• [Items]:
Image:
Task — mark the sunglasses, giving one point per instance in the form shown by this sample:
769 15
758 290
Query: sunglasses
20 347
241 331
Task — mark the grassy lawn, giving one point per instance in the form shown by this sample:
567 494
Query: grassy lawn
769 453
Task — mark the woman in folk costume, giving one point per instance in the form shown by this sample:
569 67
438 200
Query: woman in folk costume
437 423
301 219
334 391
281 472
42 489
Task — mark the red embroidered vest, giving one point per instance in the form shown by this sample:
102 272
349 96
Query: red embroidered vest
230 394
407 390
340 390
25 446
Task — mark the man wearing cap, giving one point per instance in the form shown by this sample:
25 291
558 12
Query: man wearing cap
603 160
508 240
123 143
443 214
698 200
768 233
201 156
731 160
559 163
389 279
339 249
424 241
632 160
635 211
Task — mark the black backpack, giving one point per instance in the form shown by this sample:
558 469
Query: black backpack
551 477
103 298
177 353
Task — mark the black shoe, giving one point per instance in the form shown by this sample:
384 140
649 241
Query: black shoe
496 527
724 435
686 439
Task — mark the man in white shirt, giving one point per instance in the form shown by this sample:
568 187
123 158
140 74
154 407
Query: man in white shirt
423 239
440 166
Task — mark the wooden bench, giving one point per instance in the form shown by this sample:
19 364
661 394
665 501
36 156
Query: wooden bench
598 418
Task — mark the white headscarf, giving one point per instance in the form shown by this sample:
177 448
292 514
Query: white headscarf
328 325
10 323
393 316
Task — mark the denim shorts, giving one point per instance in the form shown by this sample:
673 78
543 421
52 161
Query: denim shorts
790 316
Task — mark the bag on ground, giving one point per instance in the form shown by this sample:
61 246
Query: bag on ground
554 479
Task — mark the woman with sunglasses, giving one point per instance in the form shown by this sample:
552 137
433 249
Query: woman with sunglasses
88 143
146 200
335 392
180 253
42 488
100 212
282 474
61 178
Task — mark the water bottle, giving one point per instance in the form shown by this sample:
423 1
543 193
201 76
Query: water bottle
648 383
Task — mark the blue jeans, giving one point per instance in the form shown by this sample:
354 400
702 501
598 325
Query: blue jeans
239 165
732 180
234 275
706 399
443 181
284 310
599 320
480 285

• [Aim of the task]: Copy the part of the data that opens with the line containing "Task — mark the bag" and runs through the end of the data, changing "water bottle" to "plastic bottle" wherever it occurs and leaving everything else as it is.

• [Solution below]:
Task — mark the bag on ground, giving one point per instance in the form shown by this sample:
61 246
Query: bag on ground
554 479
Task — mark the woman with sunglasses, giving one point per instance in the form shown by this sample:
552 137
433 249
Query: woman with sunglasses
88 143
146 200
335 392
180 253
42 488
100 212
282 474
61 178
Task — mark the plastic bottle, giving one point per instance in the form shown by this sample:
423 1
543 193
201 76
Query: plastic bottle
648 383
Task — mark the blue jeans, giving one point per instance in the form shown by this sample:
354 400
702 501
598 325
Query: blue jeans
239 165
732 180
234 275
706 399
443 181
284 310
599 320
480 285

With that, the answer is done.